TEXT BLOCK -
[START]

Just One Thing Was Missing
One of the most famous mothers of all time was Susanna Wesley. Among her nineteen children were John and Charles Wesley, the founders of the Methodist Church. Susana was born in 1669 or 1670, the twenty-fifth and youngest child of Dr. Samuel Annesley, a magazine editor and pastor in London who was a leader of the Dissenters (those who refused to conform to the Anglican Church).
Young Susanna was very bright and educated herself reading the many books in her father’s house. Her knowledge and wisdom continued to grow as she read, reread, and searched for more and more knowledge from the books that were available to her. She also listened to many debates in her home on the differences between the Church of England and dissenting churches like her father’s. Always of her own opinion, Susanna became totally convinced that dissent was wrong, and to her family’s great surprise she left her father’s church at the age of thirteen and joined the Church of England.
Coincidentally at the age of thirteen, Susanna also met her future husband, Samuel Wesley. Like Susanna, Samuel too had grown up in a dissenting family but had disagreed with them and joined the Church of England. Samuel married Susanna a few months after he graduated from Oxford. He was twenty-six, and Susanna was nineteen.

[END]

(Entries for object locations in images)
[START]

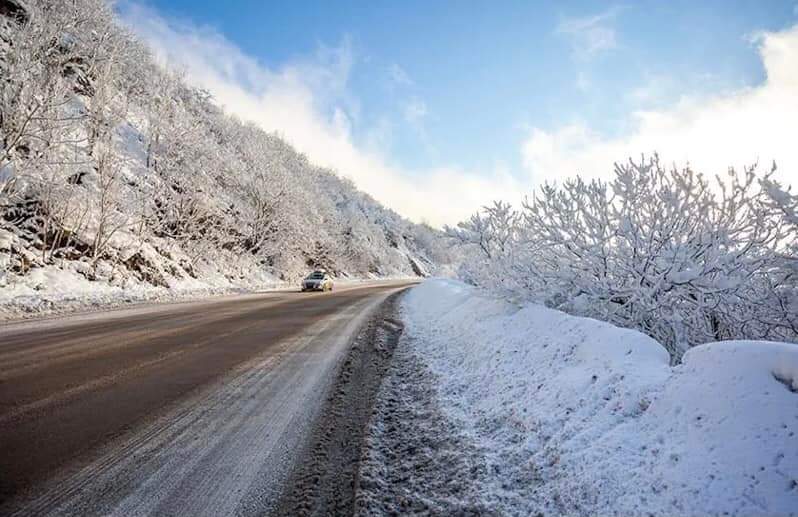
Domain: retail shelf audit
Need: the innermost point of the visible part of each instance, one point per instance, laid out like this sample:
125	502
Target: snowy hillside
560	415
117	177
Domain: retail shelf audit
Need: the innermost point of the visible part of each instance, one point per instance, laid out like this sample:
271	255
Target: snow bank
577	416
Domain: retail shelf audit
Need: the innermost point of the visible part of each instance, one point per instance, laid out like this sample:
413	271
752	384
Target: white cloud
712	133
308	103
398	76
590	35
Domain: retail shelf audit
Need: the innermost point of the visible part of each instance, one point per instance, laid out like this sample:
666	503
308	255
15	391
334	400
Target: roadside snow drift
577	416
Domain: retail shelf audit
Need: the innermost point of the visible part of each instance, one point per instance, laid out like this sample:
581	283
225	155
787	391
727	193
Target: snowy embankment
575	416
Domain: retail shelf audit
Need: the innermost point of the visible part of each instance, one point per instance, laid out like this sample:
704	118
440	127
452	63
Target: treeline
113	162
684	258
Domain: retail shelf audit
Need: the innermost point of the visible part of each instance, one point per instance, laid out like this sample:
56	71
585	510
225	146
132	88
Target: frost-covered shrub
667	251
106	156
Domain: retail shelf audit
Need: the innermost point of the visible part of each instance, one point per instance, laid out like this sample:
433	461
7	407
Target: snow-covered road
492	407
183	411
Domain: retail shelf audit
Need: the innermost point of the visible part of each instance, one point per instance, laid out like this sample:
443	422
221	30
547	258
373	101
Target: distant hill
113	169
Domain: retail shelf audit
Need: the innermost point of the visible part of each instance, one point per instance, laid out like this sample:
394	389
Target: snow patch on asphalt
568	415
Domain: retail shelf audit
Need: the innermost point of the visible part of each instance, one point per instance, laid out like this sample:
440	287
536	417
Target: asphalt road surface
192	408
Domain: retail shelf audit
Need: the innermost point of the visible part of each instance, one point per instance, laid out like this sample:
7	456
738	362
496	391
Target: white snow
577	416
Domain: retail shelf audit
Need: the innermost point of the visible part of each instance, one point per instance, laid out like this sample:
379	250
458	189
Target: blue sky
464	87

[END]
[START]

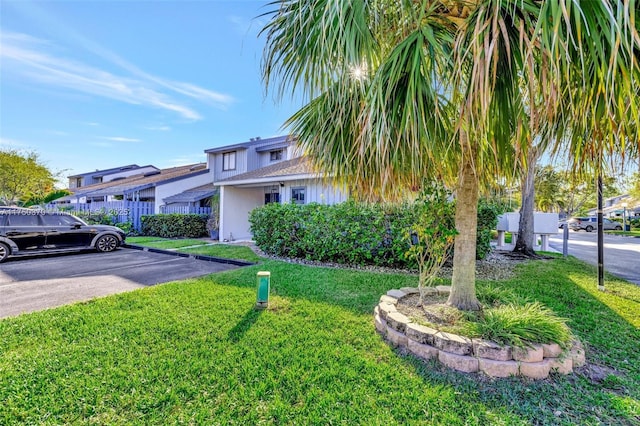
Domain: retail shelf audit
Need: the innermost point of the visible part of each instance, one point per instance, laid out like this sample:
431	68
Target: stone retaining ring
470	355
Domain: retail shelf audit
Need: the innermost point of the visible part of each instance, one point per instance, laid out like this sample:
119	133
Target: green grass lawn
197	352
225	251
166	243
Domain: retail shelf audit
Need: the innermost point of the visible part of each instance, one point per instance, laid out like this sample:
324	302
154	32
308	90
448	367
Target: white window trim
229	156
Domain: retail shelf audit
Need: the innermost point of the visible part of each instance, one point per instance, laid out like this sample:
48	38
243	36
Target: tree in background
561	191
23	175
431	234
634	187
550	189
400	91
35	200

[END]

EXERCISE PROMPT - From the passage on Susanna Wesley, return the stretch that opens with the words "Coincidentally at the" and ends after the words "Susanna was nineteen.", copied word for word. These items have no connection to the passage on Susanna Wesley.

COMPLETED EXERCISE -
Coincidentally at the age of thirteen, Susanna also met her future husband, Samuel Wesley. Like Susanna, Samuel too had grown up in a dissenting family but had disagreed with them and joined the Church of England. Samuel married Susanna a few months after he graduated from Oxford. He was twenty-six, and Susanna was nineteen.